-- BEGIN --
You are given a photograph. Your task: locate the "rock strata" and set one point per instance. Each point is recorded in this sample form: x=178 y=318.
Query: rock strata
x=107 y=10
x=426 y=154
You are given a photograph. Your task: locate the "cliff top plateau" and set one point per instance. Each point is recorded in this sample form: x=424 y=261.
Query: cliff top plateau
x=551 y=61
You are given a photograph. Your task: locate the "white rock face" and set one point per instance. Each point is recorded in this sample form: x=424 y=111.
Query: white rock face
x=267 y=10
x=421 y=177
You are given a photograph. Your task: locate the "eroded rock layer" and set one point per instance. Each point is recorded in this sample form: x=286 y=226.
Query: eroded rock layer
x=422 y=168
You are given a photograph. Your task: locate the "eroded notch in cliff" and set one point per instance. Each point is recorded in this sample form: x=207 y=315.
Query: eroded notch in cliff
-- END --
What you need to do: Render the lines as a Markdown table with columns Number and Line, numbering each line and leaving out blank lines. Begin at the line that contains "form: x=424 y=111." and stop after the last line of the rows.

In response:
| Number | Line |
|---|---|
| 1 | You are given a photograph. Your task: locate the "white rock face" and set one point per instance. Each point is recorded in this sample form: x=424 y=111. |
| 2 | Query: white rock face |
| 3 | x=267 y=10 |
| 4 | x=421 y=177 |
| 5 | You are given a photograph. Your task: locate the "eroded rock layer" and set one point per instance. Each point is recorded in this sample form: x=286 y=226. |
| 6 | Query: eroded rock layer |
| 7 | x=422 y=168 |
| 8 | You are given a photograph. Your task: locate the "eroded notch in cliff" and set one point per instance. Each point is recorded in this sample form: x=207 y=315. |
| 9 | Query: eroded notch in cliff |